PASSAGE:
-- Start --

Though all these states adopted this cycle in different periods, a common thread winds through all the decision-making for it. Officials wanted to separate state politics from federal politics. The theory and logic goes that by having the state office races held in a different year from races for federal offices, national issues would not intrude and the races would not become nationalized. 

Results in Kentucky and Louisiana may especially support this logic. At the federal level, both states are seen as reliably deep-red. Despite this fact, and President Trump’s attempts to turn both states into referendums on himself, Democrats won the marquee, governor races, albeit by narrow margins. 

Kentucky saw incumbent Attorney General, Andy Beshear oust incumbent Governor Matt Bevin in Kentucky. Going into the race, Bevin faced a tough re-election. Numerous controversies including sparking a dramatic feud with teachers in Kentucky had resulted in low approval ratings for him. Meanwhile, Beshear, the son of a popular former Governor of Kentucky, distanced himself from national Democrats. 

In Louisiana, a breed of conservative Democrats have been able to hang on despite the withering of this brand of Democratic lawmakers at the federal level. The state has the only Democratic governor in the Deep South in the form of John Bel Edwards. After being forced into a runoff earlier this year, Edwards fended off a challenge by Republican businessman Eddie Rispone. 

Republicans found solace in Mississippi. The GOP gubernatorial nominee, Lt. Governor Tate Reeves, emerged victorious over Democratic Attorney General, Jim Hood. Though like the other two gubernatorial races, Mississippi was surprisingly close for a state widely seen as ruby red at the federal level. 

President Trump – who enjoys high approval ratings in all three states – sought to nationalize the races and turn them into referendums on himself. The Republicans running in each state eagerly sought to tie themselves to the president, who held rallies in each state before the elections. Despite the original purpose of having these elections separate from federal election, to distance them from federal politics, many have interpreted the results in Louisiana and Kentucky as defeats for the President. 

Meanwhile, Virginia may have offered the most thorough victory to Democrats. They swept to victory, taking both chambers of the Virginia Legislature for the first time since 1998. Coupled with incumbent Governor Ralph Northam, the Democrats now control both the legislature and the executive.

-- End --

DATASET ENTRIES:
-- Start --

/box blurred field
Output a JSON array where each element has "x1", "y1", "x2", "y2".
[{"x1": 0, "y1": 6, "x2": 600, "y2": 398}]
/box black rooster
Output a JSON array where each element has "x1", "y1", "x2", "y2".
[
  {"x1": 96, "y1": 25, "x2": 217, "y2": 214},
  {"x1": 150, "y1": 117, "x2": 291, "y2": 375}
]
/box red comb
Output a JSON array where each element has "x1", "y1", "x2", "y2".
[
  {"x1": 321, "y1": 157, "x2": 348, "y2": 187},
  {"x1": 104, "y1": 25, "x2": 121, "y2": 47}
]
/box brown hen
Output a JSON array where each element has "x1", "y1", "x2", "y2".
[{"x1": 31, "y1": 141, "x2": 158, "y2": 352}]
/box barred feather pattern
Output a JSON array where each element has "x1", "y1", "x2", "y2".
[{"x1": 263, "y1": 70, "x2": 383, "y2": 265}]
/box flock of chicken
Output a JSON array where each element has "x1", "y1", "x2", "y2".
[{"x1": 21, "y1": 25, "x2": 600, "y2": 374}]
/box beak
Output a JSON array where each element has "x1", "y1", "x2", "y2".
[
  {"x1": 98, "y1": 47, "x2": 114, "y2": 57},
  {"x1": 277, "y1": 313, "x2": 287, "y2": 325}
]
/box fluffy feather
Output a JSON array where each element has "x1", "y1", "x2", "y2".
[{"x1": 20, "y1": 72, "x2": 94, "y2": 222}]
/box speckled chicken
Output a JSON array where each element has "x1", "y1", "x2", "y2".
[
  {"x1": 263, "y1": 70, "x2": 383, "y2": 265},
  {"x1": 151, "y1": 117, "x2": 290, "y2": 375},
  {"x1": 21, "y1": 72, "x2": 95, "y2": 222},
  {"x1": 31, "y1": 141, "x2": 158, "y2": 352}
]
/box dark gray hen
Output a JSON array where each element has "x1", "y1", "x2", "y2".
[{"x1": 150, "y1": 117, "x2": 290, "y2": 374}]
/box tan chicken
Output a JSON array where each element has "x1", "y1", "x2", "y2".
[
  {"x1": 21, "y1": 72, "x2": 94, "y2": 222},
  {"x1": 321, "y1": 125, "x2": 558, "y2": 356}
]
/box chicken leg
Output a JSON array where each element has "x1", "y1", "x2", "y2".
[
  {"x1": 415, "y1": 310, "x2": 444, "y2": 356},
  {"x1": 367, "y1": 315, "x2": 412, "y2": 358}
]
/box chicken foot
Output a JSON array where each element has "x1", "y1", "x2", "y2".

-- End --

DIRECTION:
Extend the passage on the off-year state elections, picking up after its last sentence. The records have nothing to do with this.

ANSWER TO THIS TASK:
Democratic leaders in Virginia have already begun mapping out legislative priorities with this opportunity. The party is widely expected to pass some form of gun control legislation and possibly ratify the Equal Rights Amendment. This result will place Democrats in control of redistricting after the 2020 census. 

A curious side note in this story is if Virginia does ratify the Equal Rights Amendment, it would become the 38th state to do so – the requisite number for the amendment to take effect. This is far from a decided outcome, however, given that when Congress imposed deadlines, it placed a deadline upon ratification.

In New Jersey, Democrats retained control of the State Assembly but lost the only State Senate seat on the ballot in the 1st District, which had previously been held by now Congressman Jeff Van Drew up to his election to Congress in 2018. 

Despite the stated function of these reforms to uncouple them from federal politics, many use these state results as a barometer to interpret the political atmosphere in terms of the 2020 presidential election. 
Though others have cautioned against reading these races as reflective of the broader political atmosphere, many have noted in the days since the elections the persistence of a hemorrhaging of suburban voters by the Republican Party. This trend was discernible in the 2018 federal midterm elections that lead to the Democrats gaining more than thirty seats and taking control of the House of Representatives. This is a potentially ominous sign for the GOP heading into 2020.